Information supplied
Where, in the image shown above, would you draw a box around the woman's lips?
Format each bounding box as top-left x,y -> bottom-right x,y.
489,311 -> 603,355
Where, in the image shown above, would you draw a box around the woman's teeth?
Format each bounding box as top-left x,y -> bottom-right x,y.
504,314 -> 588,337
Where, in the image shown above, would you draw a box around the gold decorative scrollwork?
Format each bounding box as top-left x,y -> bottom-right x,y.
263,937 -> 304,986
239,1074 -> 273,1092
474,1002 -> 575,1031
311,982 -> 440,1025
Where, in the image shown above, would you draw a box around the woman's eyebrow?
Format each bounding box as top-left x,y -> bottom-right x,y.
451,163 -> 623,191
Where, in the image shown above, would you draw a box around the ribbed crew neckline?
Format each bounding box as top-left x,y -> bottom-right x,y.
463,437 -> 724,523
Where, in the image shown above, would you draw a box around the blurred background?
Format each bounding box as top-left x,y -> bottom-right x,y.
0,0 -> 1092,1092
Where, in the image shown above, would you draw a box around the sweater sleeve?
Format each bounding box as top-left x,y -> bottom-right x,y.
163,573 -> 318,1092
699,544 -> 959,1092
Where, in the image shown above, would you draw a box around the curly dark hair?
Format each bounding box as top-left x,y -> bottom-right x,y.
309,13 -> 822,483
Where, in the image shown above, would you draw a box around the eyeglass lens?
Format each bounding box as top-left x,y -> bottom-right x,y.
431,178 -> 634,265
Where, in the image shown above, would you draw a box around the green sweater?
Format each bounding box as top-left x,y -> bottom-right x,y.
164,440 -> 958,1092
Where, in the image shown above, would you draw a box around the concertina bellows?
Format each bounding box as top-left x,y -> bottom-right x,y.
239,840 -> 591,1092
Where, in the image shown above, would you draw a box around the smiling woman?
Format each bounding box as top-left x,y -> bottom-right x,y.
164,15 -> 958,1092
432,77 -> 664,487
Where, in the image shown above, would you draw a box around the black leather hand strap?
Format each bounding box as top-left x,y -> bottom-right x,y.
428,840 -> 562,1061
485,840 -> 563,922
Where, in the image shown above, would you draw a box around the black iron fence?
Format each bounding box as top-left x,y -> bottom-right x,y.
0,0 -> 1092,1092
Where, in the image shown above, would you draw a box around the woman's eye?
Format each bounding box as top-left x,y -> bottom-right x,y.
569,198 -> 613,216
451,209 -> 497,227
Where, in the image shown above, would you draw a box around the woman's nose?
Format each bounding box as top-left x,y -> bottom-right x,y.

Task goal
Reproduce all of the rows above verbatim, from the first through the last, without changing anything.

Answer to the task
Where, in the image shown above, would you draw a box around the woman's lips?
Format each bounding box as top-left x,y -> bottom-right x,y.
489,311 -> 603,355
Where, in the image shown above, would you draw a box around the woman's teeth?
Format each bounding box as top-left x,y -> bottom-right x,y.
504,314 -> 588,337
Where, in the image shown above, would you draw a box around the gold decorative scrollwork?
Format each bounding box as top-left x,y -> bottom-right x,y.
263,937 -> 304,986
239,1074 -> 273,1092
474,1002 -> 575,1031
311,982 -> 440,1025
Where, in the image shown above, would you draw a box around the woman's eyebrow?
Format each bounding box as top-left x,y -> bottom-right x,y.
451,163 -> 623,191
Where, in the image shown above, would you draw a box around the ribbed crew neckline?
Format each bounding box as top-left x,y -> bottom-right x,y.
463,437 -> 724,523
Where, in the image shown above, would you draw a box around the blurred background?
Format each bounding box as top-left x,y -> bottom-right x,y.
0,0 -> 1092,1092
Where, in the image shown above, would you draw a box around the sweater sleeve?
Format each bounding box as top-left x,y -> bottom-right x,y.
163,573 -> 318,1092
699,544 -> 959,1092
Where, in the image shown above, would you draw a box around the curly dark hair?
Format each bounding box as top-left x,y -> bottom-right x,y.
309,13 -> 822,483
Where, in the image shown above, would you draw a box around the eyeglass lens?
Format each bounding box as top-left x,y -> bottom-right x,y.
431,178 -> 634,265
Where, in the image shown above, would you draw a box around the green sweater?
Format each bounding box as top-left x,y -> bottom-right x,y.
164,440 -> 958,1092
Where, in the image shown above, would you draw a box around the concertina bellows?
Format each bounding box as top-left x,y -> bottom-right x,y.
239,840 -> 591,1092
Where, in the image shown above, would you draw a box around the smiling woman?
Format each bounding box as top-left x,y -> bottom-right x,y.
164,15 -> 958,1092
432,77 -> 664,487
Where, in the image shown above, would you draw a box around the black leather hand strap?
Format each bounding box as top-left x,y -> bottom-right x,y.
428,840 -> 562,1061
485,840 -> 563,922
Where, in the image shown above, would you draw a box around the black iron fence?
Format each bounding box as top-left x,y -> bottom-right x,y.
0,0 -> 1092,1092
Where, in the image shown above, would you draw a box around the woman's eye?
Format each bounding box as top-left x,y -> bottom-right x,y.
569,198 -> 613,216
451,209 -> 497,227
Where, in the image shown above, would you draw a box around the woman's nose?
Format each bounding box as top-left x,y -> bottom-right x,y.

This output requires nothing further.